Text under study
-- Opening Marker --

Columbia's Expansion in West Manhattanville

Columbia University sees a long-term need to expand in the West Manhattanville neighborhood north of 125th St. and west of Broadway. This area is currently an industrial wasteland consisting of auto body shops, self-storage warehouses, meat-cutters, gas stations, fast-food outlets, social-service offices, a bus-maintenance garage, the Fairway uber-supermarket, and various odds and ends. Click here and here for pictures. Click here for a New York Times story on this whole situation. Click here for a map -- the area in question is at the upper right. Click here for a .pdf introduction to the redevelopment.

Thoughts:

1. It has been obvious for some time they were contemplating this.

2. Nice to see it out in the open; i.e. Columbia isn't keeping secrets or playing games with the community.

3. Columbia plans decades ahead; it may be 20 years before they actually build north of 125th St.

4. It's kind of a yucky area, although the part under the viaduct and along the river has a unique atmosphere and perhaps some potential.

5. The only reason Columbia is short of space is that they perversely refuse to follow the original 1897 plan for campus. This problem is analyzed here: http://www.morningside-heights.net/orplan.htm.

6. The idea of this area as "a link to the Health Sciences campus" in Washington Heights is ridiculous. The different pieces are not within walking distance. If Columbia plans to develop facilities from here to 168th St, it will end up with the worst of all possible worlds: Manhattan crowding plus suburban-like sprawl and inconvenience.

7. If Columbia builds in West Manhattanville, it sacrifices its physical compactness, which is one of the few assets it has that helps build community in a city where the excitements of the town tend to weaken people's attachment to the university itself.

-- Closing Marker --

Dataset entries
-- Opening Marker --

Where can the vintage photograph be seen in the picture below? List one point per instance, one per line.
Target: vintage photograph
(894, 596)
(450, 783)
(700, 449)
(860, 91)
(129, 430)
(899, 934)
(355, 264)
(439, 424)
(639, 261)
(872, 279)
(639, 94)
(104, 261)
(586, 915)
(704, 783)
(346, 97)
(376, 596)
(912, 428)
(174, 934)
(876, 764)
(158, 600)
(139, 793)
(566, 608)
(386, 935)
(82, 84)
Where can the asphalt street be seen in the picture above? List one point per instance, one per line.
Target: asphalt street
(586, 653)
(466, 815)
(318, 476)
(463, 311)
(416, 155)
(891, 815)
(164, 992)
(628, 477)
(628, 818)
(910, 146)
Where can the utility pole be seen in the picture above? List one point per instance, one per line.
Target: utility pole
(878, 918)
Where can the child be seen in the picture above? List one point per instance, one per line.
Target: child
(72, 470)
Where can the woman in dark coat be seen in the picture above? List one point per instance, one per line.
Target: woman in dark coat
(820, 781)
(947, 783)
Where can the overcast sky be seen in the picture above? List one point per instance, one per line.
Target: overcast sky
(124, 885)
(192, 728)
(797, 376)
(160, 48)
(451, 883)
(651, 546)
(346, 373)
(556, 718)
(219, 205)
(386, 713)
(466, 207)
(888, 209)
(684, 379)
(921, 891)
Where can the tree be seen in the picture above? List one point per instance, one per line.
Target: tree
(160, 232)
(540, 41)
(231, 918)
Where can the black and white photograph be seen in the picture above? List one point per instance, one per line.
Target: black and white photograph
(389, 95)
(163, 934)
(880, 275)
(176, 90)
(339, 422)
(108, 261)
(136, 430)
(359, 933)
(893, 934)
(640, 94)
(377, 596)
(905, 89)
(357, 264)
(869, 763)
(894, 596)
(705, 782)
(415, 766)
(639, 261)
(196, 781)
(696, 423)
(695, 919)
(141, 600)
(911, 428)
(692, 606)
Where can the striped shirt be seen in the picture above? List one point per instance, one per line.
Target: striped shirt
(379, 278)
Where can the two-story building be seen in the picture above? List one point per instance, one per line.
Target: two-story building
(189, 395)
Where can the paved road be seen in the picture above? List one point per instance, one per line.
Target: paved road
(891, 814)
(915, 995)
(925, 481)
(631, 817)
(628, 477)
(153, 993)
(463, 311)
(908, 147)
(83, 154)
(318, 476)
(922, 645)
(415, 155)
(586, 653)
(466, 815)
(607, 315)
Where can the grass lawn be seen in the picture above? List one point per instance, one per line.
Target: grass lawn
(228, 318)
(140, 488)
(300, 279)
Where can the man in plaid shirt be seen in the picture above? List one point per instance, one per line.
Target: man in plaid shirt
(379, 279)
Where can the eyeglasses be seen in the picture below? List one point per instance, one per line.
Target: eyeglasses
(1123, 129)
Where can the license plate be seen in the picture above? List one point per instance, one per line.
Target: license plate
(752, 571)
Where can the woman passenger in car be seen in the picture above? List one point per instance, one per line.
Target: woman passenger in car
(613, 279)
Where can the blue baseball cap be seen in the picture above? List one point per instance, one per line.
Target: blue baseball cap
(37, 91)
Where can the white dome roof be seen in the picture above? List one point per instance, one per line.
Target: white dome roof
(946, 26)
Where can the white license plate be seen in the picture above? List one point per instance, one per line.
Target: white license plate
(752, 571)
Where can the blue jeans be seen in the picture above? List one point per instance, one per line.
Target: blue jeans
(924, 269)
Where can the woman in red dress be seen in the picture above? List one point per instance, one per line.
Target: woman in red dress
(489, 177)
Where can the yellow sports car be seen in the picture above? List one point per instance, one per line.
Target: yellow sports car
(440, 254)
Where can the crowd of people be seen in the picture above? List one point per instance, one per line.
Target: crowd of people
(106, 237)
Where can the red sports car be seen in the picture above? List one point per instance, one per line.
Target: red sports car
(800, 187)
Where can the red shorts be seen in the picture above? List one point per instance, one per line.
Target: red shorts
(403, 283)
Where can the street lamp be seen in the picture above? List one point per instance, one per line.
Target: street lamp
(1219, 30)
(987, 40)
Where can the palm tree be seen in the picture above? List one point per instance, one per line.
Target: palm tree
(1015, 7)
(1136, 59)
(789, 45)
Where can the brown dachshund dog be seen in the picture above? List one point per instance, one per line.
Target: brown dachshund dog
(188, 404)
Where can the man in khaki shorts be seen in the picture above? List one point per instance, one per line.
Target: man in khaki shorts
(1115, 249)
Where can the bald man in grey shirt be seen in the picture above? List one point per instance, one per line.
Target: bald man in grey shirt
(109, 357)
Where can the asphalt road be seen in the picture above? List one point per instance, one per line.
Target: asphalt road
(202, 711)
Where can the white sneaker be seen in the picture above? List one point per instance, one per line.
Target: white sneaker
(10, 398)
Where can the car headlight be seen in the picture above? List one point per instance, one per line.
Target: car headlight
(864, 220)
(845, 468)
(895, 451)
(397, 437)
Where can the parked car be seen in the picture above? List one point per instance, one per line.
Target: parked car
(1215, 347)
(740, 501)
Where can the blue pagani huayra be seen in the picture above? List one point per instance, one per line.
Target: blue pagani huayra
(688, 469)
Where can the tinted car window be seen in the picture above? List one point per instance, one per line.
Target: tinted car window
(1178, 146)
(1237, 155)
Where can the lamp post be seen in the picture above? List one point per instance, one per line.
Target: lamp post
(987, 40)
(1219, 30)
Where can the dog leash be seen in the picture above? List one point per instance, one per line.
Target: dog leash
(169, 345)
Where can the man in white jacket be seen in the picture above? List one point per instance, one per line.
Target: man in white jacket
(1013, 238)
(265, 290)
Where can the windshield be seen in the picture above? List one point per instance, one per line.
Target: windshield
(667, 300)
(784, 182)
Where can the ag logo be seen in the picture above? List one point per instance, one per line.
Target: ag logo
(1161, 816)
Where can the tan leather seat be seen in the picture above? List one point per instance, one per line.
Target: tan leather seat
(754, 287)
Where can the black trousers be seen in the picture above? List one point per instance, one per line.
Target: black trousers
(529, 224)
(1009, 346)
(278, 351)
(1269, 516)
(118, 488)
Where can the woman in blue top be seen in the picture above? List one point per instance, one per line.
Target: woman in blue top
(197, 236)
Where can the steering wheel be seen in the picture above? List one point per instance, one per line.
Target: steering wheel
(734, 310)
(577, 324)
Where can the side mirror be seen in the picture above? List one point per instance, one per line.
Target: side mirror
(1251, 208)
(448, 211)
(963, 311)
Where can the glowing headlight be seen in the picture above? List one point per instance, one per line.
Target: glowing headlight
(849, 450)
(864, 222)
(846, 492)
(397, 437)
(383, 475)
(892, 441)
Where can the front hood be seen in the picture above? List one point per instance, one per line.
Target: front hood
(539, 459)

-- Closing Marker --

What to do
Continue the piece on Columbia's expansion in West Manhattanville from its last numbered point.

Result
8. Therefore, if I were Columbia, I would use this space as a target area to relocate nonessential facilities to from Morningside Heights, in order to free up space "on the hill." For example, they could rebuild St. Luke's Hospital on 125th St. and take over its existing buildings. St. Luke's gains nothing from being across the street from the Columbia science labs; new Columbia laboratories would gain a lot. Harlem would get a new hospital; everybody wins.

9. Architecturally, if Columbia wants to indulge avant-garde weirdness to prove how hip it is, let it do so in West Manhattanville, where (almost) nobody lives and there is (almost) no existing context worth preserving. That they have hired Renzo Piano suggests they want to do this; that they have hired Skidmore, Owings & Merrill suggests they want the discipline of a corporate architect to keep it efficient, just as they hired Gruzen Samton to hold Bernard Tschumi's leash on Lerner Hall.

10. If you look at the map of the Upper Manhattan Empowerment Zone here, http://www.umez.org/data_nycez.htm, you'll see that the zone was carefully gerrymandered to include this area. Public scrutiny of how this may be used to provide a public subsidy to Columbia is called for. Of course, if they create jobs et cetera, this may be justifiable.